TRY IT:
In your answer, copy every entry that follows exactly.

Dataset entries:
-------------------------

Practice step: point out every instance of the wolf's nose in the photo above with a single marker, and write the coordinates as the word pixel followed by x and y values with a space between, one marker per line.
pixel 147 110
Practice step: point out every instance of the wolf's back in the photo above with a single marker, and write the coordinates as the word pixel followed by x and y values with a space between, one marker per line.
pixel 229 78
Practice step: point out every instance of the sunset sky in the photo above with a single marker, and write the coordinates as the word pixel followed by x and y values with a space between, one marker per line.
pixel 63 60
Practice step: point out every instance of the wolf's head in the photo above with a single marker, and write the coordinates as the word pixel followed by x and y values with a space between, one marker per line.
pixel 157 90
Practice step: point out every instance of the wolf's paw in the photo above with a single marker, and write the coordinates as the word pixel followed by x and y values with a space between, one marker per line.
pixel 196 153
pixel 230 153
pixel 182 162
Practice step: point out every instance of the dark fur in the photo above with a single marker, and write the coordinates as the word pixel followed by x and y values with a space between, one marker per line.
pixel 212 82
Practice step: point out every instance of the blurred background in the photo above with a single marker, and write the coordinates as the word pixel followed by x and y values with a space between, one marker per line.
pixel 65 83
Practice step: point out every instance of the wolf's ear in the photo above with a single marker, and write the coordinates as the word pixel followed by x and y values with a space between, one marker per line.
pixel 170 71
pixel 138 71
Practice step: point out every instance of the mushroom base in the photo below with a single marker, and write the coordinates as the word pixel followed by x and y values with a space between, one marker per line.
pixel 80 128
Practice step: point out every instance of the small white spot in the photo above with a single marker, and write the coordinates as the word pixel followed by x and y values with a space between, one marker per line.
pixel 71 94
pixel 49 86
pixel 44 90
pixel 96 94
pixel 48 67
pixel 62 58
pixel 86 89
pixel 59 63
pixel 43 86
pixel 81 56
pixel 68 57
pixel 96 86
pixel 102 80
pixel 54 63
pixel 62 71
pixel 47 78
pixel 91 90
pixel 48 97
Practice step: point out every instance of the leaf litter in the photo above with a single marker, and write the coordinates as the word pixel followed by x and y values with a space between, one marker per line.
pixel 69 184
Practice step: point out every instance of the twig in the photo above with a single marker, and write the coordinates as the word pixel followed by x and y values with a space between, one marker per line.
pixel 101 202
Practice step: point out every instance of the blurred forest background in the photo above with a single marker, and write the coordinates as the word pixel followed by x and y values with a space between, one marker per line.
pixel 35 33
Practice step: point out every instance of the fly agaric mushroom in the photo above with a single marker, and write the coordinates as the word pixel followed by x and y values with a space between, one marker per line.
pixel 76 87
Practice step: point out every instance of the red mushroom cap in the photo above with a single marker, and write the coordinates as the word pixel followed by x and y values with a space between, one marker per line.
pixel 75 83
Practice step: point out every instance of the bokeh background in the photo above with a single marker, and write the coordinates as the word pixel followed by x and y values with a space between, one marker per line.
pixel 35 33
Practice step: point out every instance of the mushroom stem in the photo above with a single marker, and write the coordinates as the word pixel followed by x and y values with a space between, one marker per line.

-------------------------

ANSWER BELOW:
Practice step: point out every instance of the wolf's nose in the photo above with a single marker, and write the coordinates as the word pixel followed by x and y values with a space between, one marker per line.
pixel 147 110
Practice step: point out every instance of the wolf's back in the photo above with a single marker, and write the coordinates as the word pixel followed by x and y values with a space between, one marker per line.
pixel 229 78
Practice step: point out every instance of the sunset sky in the photo above with a single marker, and write the coordinates as the word pixel followed by x and y values with a space between, one marker per line.
pixel 63 60
Practice step: point out every instance of the wolf's head in the photo above with a single marker, and write the coordinates as the word pixel followed by x and y values with a space between, one marker per line.
pixel 157 90
Practice step: point out every instance of the wolf's paw in the photo above with a single marker, and write the coordinates as the word pixel followed by x and y values with a space between, one marker per line.
pixel 196 153
pixel 230 153
pixel 182 162
Practice step: point out every instance of the dark fur in the photo above with a single marker, and write the coordinates as the word pixel followed by x and y values with a space between, one marker per line.
pixel 212 82
Practice step: point out every instance of the blurred background in the photo above with a single marker, and write the coordinates as the word pixel followed by x and y values with a space between, one marker per line.
pixel 65 83
Practice step: point out every instance of the wolf's ear in the photo above with a single marker, and write the coordinates as the word pixel followed by x and y values with a space between, one marker per line.
pixel 170 71
pixel 138 71
Practice step: point out every instance of the mushroom base in the photo below with a single marker, and write the coordinates as the word pixel followed by x and y values with a space between, one marker per line.
pixel 80 128
Practice step: point out every instance of the small white spot in the photo above with a single marker, and write the coordinates as the word pixel followed by x and y values with a space between, one marker per line.
pixel 71 94
pixel 49 86
pixel 44 90
pixel 96 94
pixel 48 67
pixel 62 58
pixel 86 89
pixel 59 63
pixel 43 86
pixel 81 56
pixel 68 57
pixel 96 86
pixel 102 80
pixel 54 63
pixel 62 71
pixel 47 78
pixel 91 90
pixel 48 97
Practice step: point out every instance of the leaf litter in the photo above with a single marker, and write the coordinates as the word pixel followed by x and y values with a space between, one marker per line.
pixel 69 184
Practice step: point out every instance of the twig in the photo above with a single marker, and write the coordinates as the word pixel followed by x and y values with a space between, one marker per line.
pixel 101 202
Practice step: point out every instance of the blurred forest background in the photo above with a single marker, and write the coordinates as the word pixel followed by x and y values with a space between, one marker per line.
pixel 35 33
Practice step: point out every instance of the fly agaric mushroom in the photo above with a single marker, and write the coordinates as the word pixel followed by x and y values with a space between, one marker per line.
pixel 76 87
Practice step: point out every instance of the red mushroom cap in the photo above with a single marker, and write the coordinates as the word pixel followed by x and y values with a space between, one marker per line.
pixel 75 83
Practice step: point out every instance of the bokeh background in the photo above with a single marker, and write the coordinates as the word pixel followed by x and y values with a space between, one marker per line.
pixel 35 33
Practice step: point out every instance of the mushroom stem in the photo above with a single marker, and write the coordinates as the word pixel followed by x and y values with a space between, one marker per line.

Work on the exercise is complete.